## [Objective]
Edit the stretch from the line that contains "line, e.g. (706,813)." through the end of the listing, changing "lavender" to "purple" and keeping everything else the same.

Dataset rows

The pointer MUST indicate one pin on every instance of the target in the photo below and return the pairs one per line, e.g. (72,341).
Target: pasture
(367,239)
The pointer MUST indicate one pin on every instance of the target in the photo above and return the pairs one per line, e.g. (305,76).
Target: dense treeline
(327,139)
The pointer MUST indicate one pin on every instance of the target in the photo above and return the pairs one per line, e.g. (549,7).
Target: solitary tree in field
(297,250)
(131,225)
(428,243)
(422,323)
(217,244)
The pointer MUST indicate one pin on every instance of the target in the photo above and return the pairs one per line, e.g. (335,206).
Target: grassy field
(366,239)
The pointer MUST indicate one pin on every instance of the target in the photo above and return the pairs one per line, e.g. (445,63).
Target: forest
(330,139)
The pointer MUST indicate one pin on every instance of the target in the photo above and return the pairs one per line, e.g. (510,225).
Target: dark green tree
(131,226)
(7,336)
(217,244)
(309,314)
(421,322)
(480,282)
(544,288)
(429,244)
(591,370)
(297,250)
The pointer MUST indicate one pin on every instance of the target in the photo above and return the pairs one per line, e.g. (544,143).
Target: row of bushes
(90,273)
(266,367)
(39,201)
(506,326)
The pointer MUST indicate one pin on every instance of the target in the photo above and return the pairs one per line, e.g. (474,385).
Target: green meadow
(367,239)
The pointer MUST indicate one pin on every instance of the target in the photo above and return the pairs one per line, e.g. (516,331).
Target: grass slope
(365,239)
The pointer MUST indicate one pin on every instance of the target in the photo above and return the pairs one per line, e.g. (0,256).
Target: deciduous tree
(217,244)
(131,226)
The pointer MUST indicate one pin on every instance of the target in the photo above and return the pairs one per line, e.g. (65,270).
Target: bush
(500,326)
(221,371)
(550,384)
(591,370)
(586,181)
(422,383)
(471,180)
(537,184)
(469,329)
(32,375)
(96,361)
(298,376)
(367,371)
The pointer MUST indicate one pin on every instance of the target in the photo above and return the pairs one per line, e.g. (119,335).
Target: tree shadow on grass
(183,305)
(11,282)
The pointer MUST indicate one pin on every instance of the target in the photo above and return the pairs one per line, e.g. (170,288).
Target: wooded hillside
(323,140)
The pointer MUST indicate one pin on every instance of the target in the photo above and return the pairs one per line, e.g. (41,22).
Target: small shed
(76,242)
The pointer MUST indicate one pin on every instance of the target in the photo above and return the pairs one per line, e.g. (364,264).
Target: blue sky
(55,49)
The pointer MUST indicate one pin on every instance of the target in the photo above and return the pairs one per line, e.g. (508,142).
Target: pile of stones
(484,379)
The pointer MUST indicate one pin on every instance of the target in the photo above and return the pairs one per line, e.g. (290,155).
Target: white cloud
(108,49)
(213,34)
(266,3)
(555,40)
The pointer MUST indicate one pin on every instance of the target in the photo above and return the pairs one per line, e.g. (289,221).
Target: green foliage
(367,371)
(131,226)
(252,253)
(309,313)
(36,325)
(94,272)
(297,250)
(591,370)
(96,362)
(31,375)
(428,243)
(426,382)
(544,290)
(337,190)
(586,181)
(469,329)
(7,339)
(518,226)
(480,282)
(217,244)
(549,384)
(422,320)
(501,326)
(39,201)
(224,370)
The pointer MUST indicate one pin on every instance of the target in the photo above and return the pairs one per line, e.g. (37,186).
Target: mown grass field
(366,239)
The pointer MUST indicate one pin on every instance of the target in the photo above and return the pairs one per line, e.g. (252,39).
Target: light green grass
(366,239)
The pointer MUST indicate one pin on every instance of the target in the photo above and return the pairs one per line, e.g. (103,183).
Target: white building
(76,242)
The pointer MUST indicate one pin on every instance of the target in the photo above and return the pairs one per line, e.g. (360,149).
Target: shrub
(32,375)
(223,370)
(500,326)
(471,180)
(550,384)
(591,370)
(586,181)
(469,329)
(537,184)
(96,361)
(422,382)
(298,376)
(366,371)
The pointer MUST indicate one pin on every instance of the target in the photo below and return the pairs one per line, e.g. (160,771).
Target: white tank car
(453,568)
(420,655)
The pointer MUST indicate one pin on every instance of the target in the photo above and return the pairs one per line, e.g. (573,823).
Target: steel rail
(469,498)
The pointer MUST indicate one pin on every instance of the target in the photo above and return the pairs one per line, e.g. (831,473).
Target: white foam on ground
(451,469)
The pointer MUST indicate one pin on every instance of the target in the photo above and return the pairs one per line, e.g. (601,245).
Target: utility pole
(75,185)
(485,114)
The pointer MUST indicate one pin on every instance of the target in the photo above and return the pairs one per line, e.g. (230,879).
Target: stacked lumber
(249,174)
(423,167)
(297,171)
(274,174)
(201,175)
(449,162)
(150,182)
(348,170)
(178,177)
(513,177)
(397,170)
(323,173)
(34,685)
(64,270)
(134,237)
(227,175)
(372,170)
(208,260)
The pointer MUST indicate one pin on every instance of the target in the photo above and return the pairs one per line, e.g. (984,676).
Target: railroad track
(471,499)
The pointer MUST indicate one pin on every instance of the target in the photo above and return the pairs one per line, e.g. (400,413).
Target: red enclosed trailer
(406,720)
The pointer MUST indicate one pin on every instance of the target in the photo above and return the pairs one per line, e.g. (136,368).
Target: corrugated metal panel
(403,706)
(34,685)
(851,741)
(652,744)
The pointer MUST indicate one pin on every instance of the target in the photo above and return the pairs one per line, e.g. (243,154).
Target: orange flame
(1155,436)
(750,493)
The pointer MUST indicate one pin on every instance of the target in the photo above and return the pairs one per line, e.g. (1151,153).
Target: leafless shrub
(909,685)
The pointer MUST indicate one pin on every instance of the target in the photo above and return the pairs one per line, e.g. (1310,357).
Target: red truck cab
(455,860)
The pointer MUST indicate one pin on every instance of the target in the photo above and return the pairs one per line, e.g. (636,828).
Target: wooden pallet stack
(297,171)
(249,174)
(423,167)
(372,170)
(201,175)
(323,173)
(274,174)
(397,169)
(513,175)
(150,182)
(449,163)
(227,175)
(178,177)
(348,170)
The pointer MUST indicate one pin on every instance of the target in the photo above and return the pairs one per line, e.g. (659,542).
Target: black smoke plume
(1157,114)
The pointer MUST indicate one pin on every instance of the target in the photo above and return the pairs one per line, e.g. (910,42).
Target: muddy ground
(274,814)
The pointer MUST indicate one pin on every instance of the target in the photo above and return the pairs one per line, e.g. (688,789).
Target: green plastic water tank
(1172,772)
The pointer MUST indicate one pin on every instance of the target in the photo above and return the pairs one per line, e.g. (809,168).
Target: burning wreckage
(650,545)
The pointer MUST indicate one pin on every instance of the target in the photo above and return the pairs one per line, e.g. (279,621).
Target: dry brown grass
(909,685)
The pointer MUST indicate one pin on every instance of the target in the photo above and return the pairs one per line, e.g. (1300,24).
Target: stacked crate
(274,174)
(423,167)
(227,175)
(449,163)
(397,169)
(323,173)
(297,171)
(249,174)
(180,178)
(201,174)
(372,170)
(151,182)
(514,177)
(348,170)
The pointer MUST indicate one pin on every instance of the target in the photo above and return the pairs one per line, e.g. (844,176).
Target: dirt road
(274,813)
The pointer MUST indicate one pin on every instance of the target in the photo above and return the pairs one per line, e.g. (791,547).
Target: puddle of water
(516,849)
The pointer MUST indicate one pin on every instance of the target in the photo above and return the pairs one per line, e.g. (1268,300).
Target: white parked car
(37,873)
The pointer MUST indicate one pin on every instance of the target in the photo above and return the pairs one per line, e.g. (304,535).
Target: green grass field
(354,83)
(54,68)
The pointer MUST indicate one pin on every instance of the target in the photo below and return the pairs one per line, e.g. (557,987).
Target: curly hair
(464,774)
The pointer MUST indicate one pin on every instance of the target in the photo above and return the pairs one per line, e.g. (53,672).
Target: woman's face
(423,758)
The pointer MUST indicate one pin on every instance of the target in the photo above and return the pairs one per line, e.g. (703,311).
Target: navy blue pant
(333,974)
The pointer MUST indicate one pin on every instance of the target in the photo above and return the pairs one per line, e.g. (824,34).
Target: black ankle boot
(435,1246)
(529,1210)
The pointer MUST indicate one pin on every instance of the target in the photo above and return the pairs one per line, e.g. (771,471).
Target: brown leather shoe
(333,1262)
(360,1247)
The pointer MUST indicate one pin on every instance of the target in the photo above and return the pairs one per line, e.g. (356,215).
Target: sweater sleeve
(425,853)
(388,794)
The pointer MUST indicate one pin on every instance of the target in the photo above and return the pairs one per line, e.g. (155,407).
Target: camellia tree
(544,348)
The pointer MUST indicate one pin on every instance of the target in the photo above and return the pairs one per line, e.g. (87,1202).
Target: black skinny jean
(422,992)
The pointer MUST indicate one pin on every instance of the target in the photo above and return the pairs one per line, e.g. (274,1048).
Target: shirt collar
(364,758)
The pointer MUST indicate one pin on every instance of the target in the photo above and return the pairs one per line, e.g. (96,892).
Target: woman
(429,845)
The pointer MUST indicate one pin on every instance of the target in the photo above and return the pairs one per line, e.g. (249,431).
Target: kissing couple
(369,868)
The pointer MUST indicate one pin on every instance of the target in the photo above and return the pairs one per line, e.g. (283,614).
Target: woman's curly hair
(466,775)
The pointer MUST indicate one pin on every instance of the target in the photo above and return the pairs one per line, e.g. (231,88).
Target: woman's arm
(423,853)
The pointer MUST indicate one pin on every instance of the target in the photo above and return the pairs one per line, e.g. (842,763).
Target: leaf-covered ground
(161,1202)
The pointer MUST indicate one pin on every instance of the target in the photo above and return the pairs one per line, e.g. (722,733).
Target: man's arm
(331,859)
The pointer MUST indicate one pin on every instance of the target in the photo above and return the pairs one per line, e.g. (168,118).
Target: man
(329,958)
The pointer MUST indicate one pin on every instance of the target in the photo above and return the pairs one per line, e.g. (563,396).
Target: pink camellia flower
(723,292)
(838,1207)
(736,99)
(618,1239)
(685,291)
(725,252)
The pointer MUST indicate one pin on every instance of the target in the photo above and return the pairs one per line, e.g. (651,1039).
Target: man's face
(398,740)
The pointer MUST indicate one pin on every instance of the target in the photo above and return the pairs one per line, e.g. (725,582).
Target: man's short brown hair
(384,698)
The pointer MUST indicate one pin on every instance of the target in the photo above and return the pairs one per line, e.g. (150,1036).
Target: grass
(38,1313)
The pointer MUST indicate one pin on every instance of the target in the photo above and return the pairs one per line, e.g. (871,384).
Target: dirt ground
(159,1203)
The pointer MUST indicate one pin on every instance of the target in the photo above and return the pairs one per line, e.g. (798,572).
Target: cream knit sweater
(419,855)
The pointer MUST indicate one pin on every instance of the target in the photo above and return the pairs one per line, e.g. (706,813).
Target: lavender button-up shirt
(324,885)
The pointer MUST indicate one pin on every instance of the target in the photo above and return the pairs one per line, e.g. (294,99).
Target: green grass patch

## [Right answer]
The pointer MUST indicate one pin on every instance of the target in the photo above and return the pairs one per line, e.g. (706,813).
Target: purple button-up shirt
(324,885)
The pointer MUST indicate one pin on every instance of the target in the photo above and return the pairs one per line, e.g. (294,99).
Target: green grass patch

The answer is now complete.